Brief: Resume the graduation speech to the St. John Bosco High School class, picking up right after its last sentence.

Passage to read:
## Begin

This Keynote Address was given at the Baccalaureate Mass and Commencement for St. John Bosco High School (Silverton, Oregon), held at Mount Angel Abbey on Friday, June 1, 2012.

Thank you, Rolando. And thank you, faculty and teachers of Saint John Bosco High School for your gracious invitation to speak at this graduation. It is an honor to be here.

Good evening, graduates, and congratulations!

Twenty-five years ago this very week, I graduated from high school in Plains, Montana, a small town with a dozen churches, three restaurants, two grocery stores, one police officer, and no stop lights.

High school graduations were a big deal in that small town, and I can still remember the emotions of the moment, of being happy and excited, as well as a little nervous about the future.

At that moment, I thought I had my life planned out. And I knew I had plenty of time to accomplish all of the things I wanted to do.

But over the past twenty-five years I’ve learned that time moves very quickly. It actually speeds up as you get older! And I’ve learned that many of the things I wanted to accomplish were not what God wanted for me.

And I would tell you more about my life and all of the mistakes I made and lessons I’ve learned, but I was told we do not have the necessary ten hours for that particular talk.

So, instead, I want to talk about you, the graduates. Not that I know you well at all, of course. Tonight is the first time we’ve met. But I do know one important, essential thing about each one of you: you are a Catholic, a Christian, a disciple of Jesus Christ.

## End

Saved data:
## Begin

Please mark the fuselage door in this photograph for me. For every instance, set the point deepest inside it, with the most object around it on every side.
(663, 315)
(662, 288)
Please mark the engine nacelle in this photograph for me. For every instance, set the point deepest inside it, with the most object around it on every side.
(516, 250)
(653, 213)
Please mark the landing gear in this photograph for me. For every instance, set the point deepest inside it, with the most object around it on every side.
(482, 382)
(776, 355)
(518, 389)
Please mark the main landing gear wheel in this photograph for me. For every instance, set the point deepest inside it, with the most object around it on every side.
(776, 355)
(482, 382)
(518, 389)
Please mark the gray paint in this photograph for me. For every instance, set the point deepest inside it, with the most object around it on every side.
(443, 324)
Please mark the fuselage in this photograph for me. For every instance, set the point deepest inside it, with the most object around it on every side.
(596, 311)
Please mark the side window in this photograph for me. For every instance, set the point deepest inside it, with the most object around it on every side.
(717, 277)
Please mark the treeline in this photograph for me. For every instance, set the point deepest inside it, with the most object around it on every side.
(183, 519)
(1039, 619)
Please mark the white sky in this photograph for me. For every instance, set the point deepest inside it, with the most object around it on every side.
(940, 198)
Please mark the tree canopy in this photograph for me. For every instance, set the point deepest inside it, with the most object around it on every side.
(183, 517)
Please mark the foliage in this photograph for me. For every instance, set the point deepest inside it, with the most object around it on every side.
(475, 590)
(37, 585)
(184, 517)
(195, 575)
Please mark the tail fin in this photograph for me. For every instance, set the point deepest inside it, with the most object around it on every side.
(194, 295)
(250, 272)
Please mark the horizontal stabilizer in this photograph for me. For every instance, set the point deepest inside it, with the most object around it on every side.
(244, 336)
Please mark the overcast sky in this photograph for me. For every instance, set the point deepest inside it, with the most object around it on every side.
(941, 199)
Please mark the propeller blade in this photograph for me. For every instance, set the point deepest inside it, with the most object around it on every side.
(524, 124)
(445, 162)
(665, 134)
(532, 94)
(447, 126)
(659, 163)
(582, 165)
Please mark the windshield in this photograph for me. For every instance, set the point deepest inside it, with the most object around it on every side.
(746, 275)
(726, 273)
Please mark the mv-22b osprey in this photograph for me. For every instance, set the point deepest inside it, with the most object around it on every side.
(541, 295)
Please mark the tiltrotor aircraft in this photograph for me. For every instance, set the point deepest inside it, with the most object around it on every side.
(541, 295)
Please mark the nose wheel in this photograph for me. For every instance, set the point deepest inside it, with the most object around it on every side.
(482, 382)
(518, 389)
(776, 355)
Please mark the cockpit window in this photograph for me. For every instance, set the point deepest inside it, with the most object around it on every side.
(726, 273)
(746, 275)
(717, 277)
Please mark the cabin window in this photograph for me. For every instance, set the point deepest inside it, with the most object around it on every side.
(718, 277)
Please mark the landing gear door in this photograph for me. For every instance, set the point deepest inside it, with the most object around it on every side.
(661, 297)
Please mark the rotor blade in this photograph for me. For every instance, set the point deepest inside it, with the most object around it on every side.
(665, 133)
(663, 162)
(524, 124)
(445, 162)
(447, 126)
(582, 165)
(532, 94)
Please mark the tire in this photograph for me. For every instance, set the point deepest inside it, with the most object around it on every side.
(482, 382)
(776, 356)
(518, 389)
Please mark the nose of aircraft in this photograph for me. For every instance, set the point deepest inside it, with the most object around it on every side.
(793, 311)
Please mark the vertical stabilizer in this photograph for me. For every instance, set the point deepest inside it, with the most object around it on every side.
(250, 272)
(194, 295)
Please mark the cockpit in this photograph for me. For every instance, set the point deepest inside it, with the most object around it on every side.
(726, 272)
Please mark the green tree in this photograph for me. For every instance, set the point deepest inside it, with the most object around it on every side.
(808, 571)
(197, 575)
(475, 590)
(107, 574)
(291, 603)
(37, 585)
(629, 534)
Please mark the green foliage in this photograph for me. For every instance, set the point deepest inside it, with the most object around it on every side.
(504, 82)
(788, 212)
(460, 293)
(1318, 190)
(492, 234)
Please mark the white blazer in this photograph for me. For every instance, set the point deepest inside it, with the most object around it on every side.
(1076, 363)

## End

Task answer:
You have been baptized in the name of the Father, the Son and the Holy Spirit, and have been regenerated in the waters of baptism, united with Christ, incorporated into the Church, renewed by the Holy Spirit, and filled with the divine life of God.

One of my favorite passages from the Catechism of the Catholic Church is the very first sentence of the first paragraph: “God, infinitely perfect and blessed in himself, in a plan of sheer goodness freely created man to make him share in his own blessed life.” Each of you was created by God out of the overflowing abundance of his perfect love. It is impossible to fully comprehend that truth, but I think we sometimes take it for granted and don’t contemplate it enough.

Before I became Catholic, I spent two years at an Evangelical Bible college. In one of my very first classes, a professor made this rather shocking statement: “God does not need you.” He repeated it several times, pointing to us, staring at us. He actually yelled it! And then he said, “But God created you out of love and he loves you so much he came and died for you.” God is indeed good, despite vicious rumors to the contrary!

However, there are a lot of people, including many Christians, who think God owes them something. I know that I have sometimes fallen into that trap. I’ve learned that if we live as if God owes us something, we are implicitly saying that we, in some way, know more than God! “If only God would realize what I have already figured out!”

Being a Catholic means being completely honest about the distance between God, the Creator of all things, and myself, a creature who is limited and, frankly, doesn’t know as much as I think I do. The famous 20th-century preacher Archbishop Fulton Sheen once wrote “A Catholic may be defined as one who made the startling discovery that God knows more than he does.”

Here is my first bit of advice: the path to true humility and real holiness does not come through thinking that God owes you something, but through recognizing and embracing the fact that God loves you so much he became man, suffered and died, rose from the grave, and then gifted you with his own divine life.

Which is why the last sentence of the first paragraph of the Catechism says, “In his Son and through him, [God] invites men to become, in the Holy Spirit, his adopted children and thus heirs of his blessed life.”

My second piece of advice, then, is this: Remember Who created you! And never forget or forsake the reason you were created: to know, love, and serve God. To borrow a short phrase from Blessed John Paul II, “Become what you are!”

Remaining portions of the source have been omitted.